* [What is asked]
Copy each of the items below word for word, from the first to the last.

-- Stored data start --

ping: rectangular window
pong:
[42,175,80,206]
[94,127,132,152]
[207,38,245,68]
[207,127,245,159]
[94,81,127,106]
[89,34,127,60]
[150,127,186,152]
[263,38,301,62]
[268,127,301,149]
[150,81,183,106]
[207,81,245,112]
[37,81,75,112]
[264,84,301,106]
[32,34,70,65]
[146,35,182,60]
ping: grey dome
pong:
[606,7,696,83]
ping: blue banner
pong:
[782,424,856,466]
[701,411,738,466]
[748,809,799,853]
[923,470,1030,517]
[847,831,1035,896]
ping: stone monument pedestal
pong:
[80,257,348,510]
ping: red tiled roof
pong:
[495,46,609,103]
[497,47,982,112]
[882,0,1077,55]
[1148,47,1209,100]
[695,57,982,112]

-- Stored data end --

* [Solution to the problem]
ping: rectangular window
pong:
[42,175,80,206]
[94,127,132,152]
[207,38,245,68]
[207,127,245,159]
[94,81,127,106]
[89,34,127,60]
[150,127,186,152]
[263,38,301,62]
[268,127,301,149]
[150,81,183,106]
[207,81,245,112]
[37,81,75,112]
[264,84,301,106]
[32,34,70,65]
[146,35,182,60]
ping: grey dome
pong:
[606,7,696,83]
ping: blue banner
pong:
[782,424,856,466]
[701,411,738,466]
[748,809,799,853]
[923,470,1030,517]
[847,831,1035,896]
ping: stone monument pedestal
pong:
[80,257,348,510]
ping: red tiled roof
pong:
[495,46,609,103]
[497,47,982,112]
[882,0,1077,55]
[1148,47,1209,100]
[695,57,982,112]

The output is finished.